● Gösterilen metin:

EDİRNEKAPI AYA YORGİ KİLİSESİ


Murat SAV

Suriçi, diğer adıyla Fatih. İstanbul tarihinin destansı sayfalarının en yoğun anlatımı… Adıyla, yapılarıyla, olayları ve insanlarıyla tüm dünyanın ilgi odağı olmuş büyük şehir. Bu şehri çevreleyen yaklaşık 22 km uzunluğundaki surun içinde her yüzyıldan kalma çok sayıda eski eser yapılar ve kalıntılar, zenginliğin diğer adıdır.

Samatya’nın, Yedikule’nin, Balat ve Fener’in ve diğer semtlerin sokakları, derin kültürel mirasın izlerini taşırken, camilerle birlikte kiliseler ve sinagoglar ortak yaşam kültürünün en güzel göstergeleridir. Edirnekapı Aya Yorgi Tropeoforos Kilisesi tüm bu anlatımın güzel bir özeti gibidir. Bilinmezlikler barındıran tarihi ve Kanuni Sultan Süleyman’ın kızı Mihrimah Sultan adına yaptırılmış Klasik Osmanlı döneminin bir eseri olan Mihrimah Sultan Camii’nin yanı başında yer alışı, kiliseyi daha da efsanevi kılar.

● Yapılacak işler:
[1] Aya Yorgi Kilisesi yazısına bakarak şunları yanıtlayın:
(a) Suriçi'nin öteki adı nedir?
(b) Şehri çevreleyen sur yaklaşık kaç kilometredir?
(c) Kilise hangi caminin yanı başında durur?
[2] Edirnekapı'daki Aya Yorgi Kilisesi üzerine yazıyı kaldığı yerden alıp sürdürün.

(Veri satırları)
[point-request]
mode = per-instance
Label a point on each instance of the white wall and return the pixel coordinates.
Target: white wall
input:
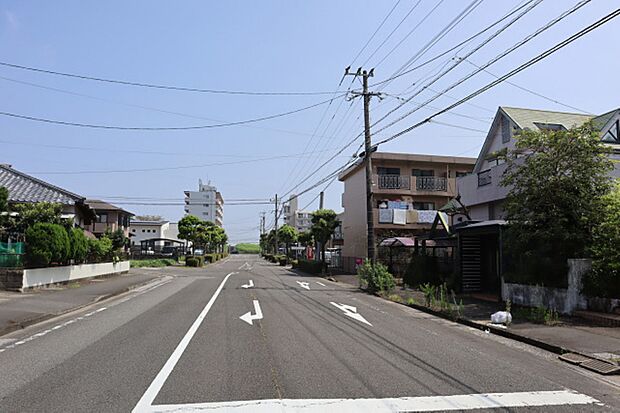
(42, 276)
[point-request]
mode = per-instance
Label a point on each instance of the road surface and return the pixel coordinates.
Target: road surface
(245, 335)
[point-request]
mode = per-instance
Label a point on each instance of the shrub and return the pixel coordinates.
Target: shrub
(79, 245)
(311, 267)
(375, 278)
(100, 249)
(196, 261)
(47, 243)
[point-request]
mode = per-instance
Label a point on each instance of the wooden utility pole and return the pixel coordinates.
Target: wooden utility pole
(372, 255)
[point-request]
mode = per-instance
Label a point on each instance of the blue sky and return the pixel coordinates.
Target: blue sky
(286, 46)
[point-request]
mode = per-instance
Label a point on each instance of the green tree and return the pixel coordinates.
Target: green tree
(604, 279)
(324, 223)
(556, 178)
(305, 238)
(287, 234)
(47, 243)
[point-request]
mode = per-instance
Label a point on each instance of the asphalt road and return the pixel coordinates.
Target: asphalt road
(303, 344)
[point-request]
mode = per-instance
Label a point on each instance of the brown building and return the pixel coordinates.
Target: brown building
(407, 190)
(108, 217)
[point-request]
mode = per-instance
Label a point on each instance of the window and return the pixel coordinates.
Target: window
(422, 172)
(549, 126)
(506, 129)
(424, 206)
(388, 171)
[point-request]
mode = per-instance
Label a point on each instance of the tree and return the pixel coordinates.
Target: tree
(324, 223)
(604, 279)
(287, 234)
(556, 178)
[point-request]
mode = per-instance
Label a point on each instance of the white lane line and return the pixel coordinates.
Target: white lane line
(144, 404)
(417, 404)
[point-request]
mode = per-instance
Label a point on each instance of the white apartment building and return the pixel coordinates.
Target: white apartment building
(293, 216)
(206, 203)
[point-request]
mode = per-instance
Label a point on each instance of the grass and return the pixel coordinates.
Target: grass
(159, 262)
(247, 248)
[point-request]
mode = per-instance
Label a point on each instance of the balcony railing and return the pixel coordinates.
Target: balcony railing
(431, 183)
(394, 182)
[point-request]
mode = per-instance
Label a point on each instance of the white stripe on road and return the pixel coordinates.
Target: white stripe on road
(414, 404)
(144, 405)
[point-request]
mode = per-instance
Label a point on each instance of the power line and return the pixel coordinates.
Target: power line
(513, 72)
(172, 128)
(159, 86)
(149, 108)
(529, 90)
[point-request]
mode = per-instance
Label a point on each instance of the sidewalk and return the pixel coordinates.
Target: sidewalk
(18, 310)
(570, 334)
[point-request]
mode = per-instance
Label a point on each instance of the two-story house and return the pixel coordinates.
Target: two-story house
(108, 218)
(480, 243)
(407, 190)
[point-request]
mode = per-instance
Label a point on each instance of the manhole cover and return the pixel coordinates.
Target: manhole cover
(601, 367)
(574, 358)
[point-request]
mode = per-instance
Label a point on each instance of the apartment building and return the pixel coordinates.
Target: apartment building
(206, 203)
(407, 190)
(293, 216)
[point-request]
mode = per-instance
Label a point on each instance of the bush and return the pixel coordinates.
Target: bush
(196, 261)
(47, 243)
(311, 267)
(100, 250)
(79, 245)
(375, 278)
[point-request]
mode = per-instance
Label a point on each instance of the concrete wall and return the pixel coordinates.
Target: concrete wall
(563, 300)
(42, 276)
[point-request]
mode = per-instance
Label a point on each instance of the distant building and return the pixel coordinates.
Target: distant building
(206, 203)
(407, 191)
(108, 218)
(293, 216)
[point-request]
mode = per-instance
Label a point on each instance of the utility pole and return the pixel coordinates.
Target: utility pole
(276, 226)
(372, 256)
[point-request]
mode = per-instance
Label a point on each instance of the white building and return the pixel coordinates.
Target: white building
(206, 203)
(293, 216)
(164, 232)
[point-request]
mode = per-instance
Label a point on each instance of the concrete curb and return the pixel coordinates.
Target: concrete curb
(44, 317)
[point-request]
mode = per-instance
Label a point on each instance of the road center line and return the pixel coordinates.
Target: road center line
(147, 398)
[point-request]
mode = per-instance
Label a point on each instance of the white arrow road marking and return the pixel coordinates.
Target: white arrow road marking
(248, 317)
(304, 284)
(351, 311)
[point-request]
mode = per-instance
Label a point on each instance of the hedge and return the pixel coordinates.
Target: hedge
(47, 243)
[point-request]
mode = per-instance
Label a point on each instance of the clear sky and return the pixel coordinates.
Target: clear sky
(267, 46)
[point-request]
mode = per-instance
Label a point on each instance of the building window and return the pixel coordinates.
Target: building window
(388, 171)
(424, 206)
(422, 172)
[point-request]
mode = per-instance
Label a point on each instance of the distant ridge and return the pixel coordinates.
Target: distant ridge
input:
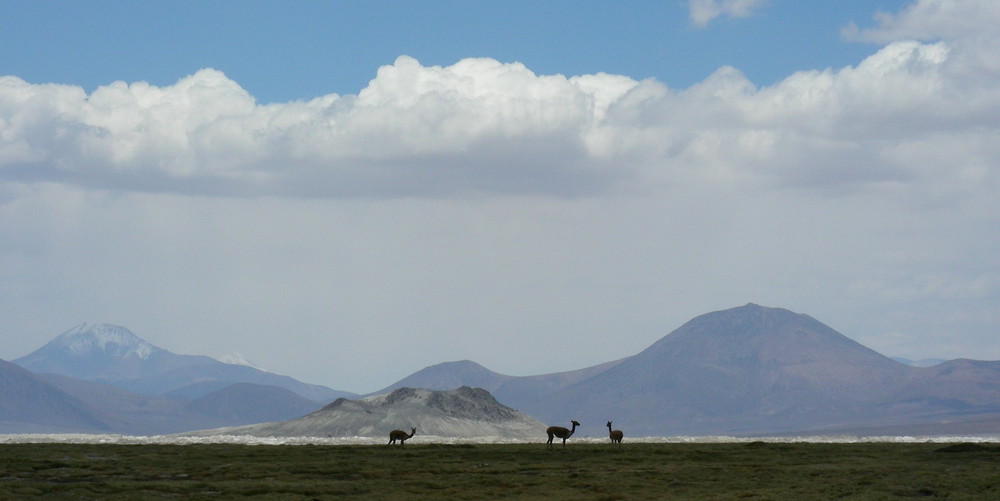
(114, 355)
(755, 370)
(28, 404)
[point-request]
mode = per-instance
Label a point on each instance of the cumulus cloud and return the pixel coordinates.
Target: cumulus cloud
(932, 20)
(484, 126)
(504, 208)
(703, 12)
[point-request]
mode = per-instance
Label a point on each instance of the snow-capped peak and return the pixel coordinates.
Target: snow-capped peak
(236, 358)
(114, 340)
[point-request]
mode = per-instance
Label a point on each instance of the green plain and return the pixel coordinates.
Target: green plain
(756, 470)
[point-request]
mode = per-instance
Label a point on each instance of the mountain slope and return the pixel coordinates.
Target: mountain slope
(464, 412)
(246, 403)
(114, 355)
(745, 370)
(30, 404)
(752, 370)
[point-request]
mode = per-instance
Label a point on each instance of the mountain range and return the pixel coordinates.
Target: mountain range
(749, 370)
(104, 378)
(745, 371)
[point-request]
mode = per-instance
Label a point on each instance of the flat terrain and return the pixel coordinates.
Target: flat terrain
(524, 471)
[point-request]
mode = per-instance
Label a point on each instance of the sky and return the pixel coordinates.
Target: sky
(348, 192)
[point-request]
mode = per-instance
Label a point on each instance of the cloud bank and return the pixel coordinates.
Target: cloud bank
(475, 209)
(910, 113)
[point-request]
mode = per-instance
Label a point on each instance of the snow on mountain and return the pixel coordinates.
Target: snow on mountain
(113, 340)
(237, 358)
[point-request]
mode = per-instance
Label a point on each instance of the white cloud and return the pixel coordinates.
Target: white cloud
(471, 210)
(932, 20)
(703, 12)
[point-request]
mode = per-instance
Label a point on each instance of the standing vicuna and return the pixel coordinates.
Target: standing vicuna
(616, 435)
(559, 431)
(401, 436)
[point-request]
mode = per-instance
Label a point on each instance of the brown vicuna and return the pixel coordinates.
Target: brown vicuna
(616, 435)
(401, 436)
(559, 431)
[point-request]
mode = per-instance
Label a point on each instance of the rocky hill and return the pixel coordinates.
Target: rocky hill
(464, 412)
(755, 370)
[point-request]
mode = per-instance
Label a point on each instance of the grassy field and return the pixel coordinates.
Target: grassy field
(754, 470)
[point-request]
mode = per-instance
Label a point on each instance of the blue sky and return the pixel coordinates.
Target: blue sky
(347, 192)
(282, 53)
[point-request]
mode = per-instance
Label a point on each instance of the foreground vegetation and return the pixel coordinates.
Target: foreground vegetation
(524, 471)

● Görevlerin yanıtları:
[1]
(a) Fatih
(b) Yaklaşık 22 km
(c) Mihrimah Sultan Camii

[2]
Aya Yorgi Kilisesi’nin ve bağlı yapılarının sıralandığı günümüzün Edirnekapı semti, kuzey yandan Haliç’e, güney yandan Vatan Caddesi’ne doğru eğimli yamaçları olan bir arazi yapısına sahiptir ve kilise, bu iki eğimin birleştiği sırt noktasında kendine bir yer bulur.

AYA YORGİ KİMDİR?

Akla şöyle bir soru gelebilir: Kilisenin, adına sunulduğu Aya Yorgi kimdi? Aslında Agios Yeorgios (Γεώργιοϛ) olarak telaffuz edebileceğimiz Aziz, sadece Hıristiyanlar için değil Müslümanlar için de önemli bir kişidir. Her ne kadar Kapadokya kökenli olarak kabul edilse de İslam geleneğinde Filistinli olarak bilinir. İmparator Diocletianus döneminde (284-305) Roma ordusunda asker olan ve Hıristiyanlığı kabul eden Aya Yorgi, tüm uyarılara rağmen inandığı dinden dönmez. Bu nedenle de 23 Nisan 303’te Romalılar tarafından şehit edilir. Ardından kilise tarafından aziz ilân edilir.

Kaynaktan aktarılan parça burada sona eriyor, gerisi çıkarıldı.